--- Start of Supplied passage ---

In addition, to evaluate the performance of our method on general benchmark, we conducted experiments on CoCo, and the averaged retrieval results are as follows:
| CoCo | I2T | T2I |
|---|---|---|
| CLIP (fine-tuned) | 50.3 | 50.9 |
| S-CLIP | 46.9 | 45.4 |
| SemiCLIP | 55.9 | 56.2 |
CLIP (fine-tuned) refers to CLIP fine-tuned using only labeled data. I2T and T2I represent image→text retrieval and text→image retrieval respectively. The results indicate that SemiCLIP can achieve significant performance improvements on general benchmark over CLIP (fine-tuned) and S-CLIP. It is worth noting that S-CLIP's performance shows an average decrease of 4.5% compared to CLIP (fine-tuned), aligning with the paper's claim [3] that S-CLIP experiences performance drops when trained on a small number of image-text pairs in common datasets like CoCo. However, the superior performance of our proposed SemiCLIP is unaffected by the different types of datasets, achieving significant improvements on both commonly used datasets and task-specific datasets.
For datasets like ImageNet, which is a classification dataset, it is not well-suited for image-text contrastive learning and thus does not align with the scenarios addressed in this paper.

--- End of Supplied passage ---

> _Exercise tasks_
a – In the passage on SemiCLIP's CoCo retrieval results, what does "CLIP (fine-tuned)" refer to?
b – Write a continuation of the passage on SemiCLIP's CoCo retrieval results, picking up after its final sentence.

--- Start of Provided material ---

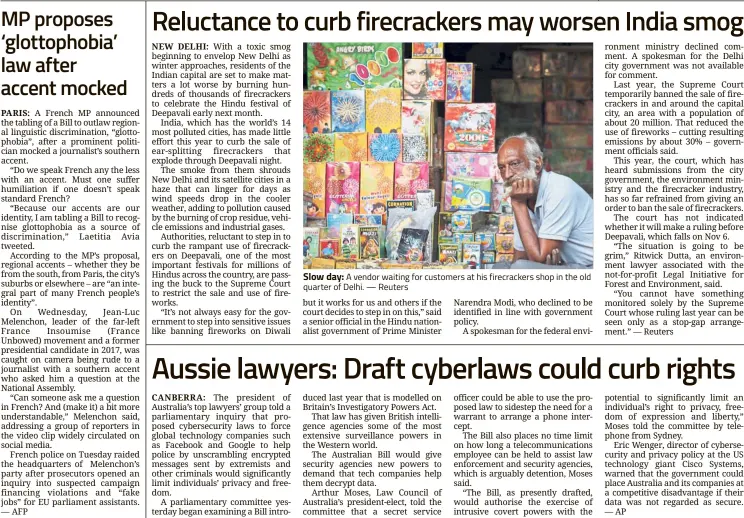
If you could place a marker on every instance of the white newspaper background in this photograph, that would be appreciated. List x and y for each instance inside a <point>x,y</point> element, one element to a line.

--- End of Provided material ---

> _Results in order_
a – CLIP fine-tuned using only labeled data.

b –
[1] Fine-Tuning can Distort Pretrained Features and Underperform Out-of-Distribution
[2] An empirical study of catastrophic forgetting in large language models during continual fine-tuning
[3] S-CLIP: Semi-supervised Vision-Language Learning using Few Specialist Captions
Dear Reviewer WcrK,
We sincerely thank the reviewer for valuable comments. We have addressed them in our responses and updated the manuscript accordingly. If the reviewer has any further questions, we are always ready to provide additional clarifications.
Best regards,
The Authors
Thanks to the authors for the rebuttal. However, I still have concerns regarding W2 and W3.
For W2, in my opinion, extending CyCLIP to images and pseudo captions seems trivial.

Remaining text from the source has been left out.